╭──

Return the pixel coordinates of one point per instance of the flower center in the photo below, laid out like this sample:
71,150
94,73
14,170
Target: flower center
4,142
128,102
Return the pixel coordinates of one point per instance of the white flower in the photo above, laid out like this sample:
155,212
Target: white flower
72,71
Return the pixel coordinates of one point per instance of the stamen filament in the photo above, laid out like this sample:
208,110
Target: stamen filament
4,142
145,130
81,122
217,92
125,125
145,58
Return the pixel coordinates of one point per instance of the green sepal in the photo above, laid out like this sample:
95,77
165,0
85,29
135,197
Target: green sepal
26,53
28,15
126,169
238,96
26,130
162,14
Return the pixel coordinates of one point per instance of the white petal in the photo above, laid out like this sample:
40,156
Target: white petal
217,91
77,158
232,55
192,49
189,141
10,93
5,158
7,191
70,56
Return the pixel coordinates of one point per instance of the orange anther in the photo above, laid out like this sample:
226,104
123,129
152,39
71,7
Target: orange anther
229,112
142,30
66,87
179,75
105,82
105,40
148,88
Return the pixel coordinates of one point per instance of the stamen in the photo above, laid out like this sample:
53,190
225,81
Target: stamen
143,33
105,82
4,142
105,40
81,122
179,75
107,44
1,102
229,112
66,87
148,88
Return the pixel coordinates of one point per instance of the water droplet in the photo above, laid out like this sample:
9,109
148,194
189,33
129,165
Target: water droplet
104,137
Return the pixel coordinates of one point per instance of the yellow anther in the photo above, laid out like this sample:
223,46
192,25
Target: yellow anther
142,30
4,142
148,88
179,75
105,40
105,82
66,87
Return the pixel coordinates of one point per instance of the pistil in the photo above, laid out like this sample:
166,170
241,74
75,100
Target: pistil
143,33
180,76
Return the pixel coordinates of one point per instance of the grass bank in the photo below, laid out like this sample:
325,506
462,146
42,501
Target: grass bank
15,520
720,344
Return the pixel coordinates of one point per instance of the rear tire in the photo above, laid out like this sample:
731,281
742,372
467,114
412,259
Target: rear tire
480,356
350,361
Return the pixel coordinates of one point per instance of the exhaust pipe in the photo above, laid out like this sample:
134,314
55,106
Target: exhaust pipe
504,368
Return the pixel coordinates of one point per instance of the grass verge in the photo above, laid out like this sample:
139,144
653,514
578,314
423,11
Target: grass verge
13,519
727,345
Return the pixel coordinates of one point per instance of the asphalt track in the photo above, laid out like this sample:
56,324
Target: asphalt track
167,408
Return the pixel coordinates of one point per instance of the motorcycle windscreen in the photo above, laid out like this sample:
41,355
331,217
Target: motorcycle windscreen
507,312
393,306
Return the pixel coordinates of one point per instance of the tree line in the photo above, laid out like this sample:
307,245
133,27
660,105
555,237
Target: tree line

╰──

What is expected
Rewrite all of the records above, changing every "laid out like this sample" to "formatted the same way as this sample" and leaving everything else as it is.

Right answer
Return the pixel coordinates of one point per instance of the flower center in the photo below, formatted the same way as this sample:
71,150
94,73
14,170
Target: flower center
4,142
128,102
Return the pixel coordinates of one point per instance of the white flower in the photo above, formatted the same way as this sample:
155,212
Target: white flower
72,71
Return the pixel coordinates of one point per instance of the stamen filament in the photo above, formatted the same way as this sample:
208,110
Target: stamen filament
4,142
145,130
81,122
217,92
125,125
145,58
Return the pixel coordinates of one point per instance of the green sepal in the photo above, formatted the same way as this sample:
95,77
165,0
85,29
135,197
Target: green sepal
26,53
28,15
126,169
238,96
26,130
162,14
Return the pixel coordinates of one point per instance of the white petal in the photo above, formatted the same way as this sample:
40,156
Target: white petal
217,91
77,158
232,55
192,49
189,141
10,93
5,158
7,191
70,56
Return the pixel coordinates of one point per instance of the orange anther in the photo above, formatted the same way as this sample:
226,104
123,129
152,39
71,7
Target: orange anther
229,112
142,30
66,87
179,75
105,82
105,40
148,88
Return the pixel coordinates of one point per instance of the stamen in the photo above, formatted the same way as this sample:
53,190
225,81
Target: stamen
143,33
105,82
4,142
105,40
81,122
179,75
107,44
1,102
229,112
66,87
148,88
Return the pixel coordinates of one point per instance of the water droplet in the photo above, formatted the same way as this sample:
9,109
148,194
189,33
129,165
Target: water droplet
104,137
Return the pixel coordinates of one point per instance of the yellow anther in the photo above, formatted the same way as this sample:
223,46
192,25
Target: yellow anther
142,30
4,142
148,88
179,75
105,40
105,82
66,87
Return the pixel coordinates of one point per instance of the pistil in the photo above, formatted the same way as this sample:
166,170
241,74
75,100
Target: pistil
143,33
180,76
Return the pixel coordinates of one point per instance of the grass bank in the photo below, formatted the same way as this sample:
325,506
462,146
42,501
Target: grass bank
15,520
720,344
Return the pixel coordinates of one point per instance of the rear tire in the photo above, formatted the same way as this sample:
731,281
742,372
467,114
412,259
Target: rear tire
480,356
350,361
Return the pixel coordinates of one point per instance of the exhaust pipe in the photo above, formatted the same way as this sample:
134,314
55,106
Target: exhaust pipe
504,368
Return the pixel coordinates of one point per instance of the grass verge in the photo above, formatted the same way as this sample:
139,144
653,514
578,314
423,11
Target: grass verge
13,519
727,345
Return the pixel coordinates of one point per instance of the asphalt track in the photo above, formatted the same way as this sample:
56,324
Target: asphalt track
167,408
Return the pixel coordinates of one point per instance of the motorcycle windscreen in the photo above, formatted the same way as this sample:
41,355
331,217
Target: motorcycle windscreen
507,312
393,306
Return the pixel coordinates of one point per instance of the tree line in the photo above, formatted the same way as this sample:
307,245
133,27
660,105
555,237
Target: tree line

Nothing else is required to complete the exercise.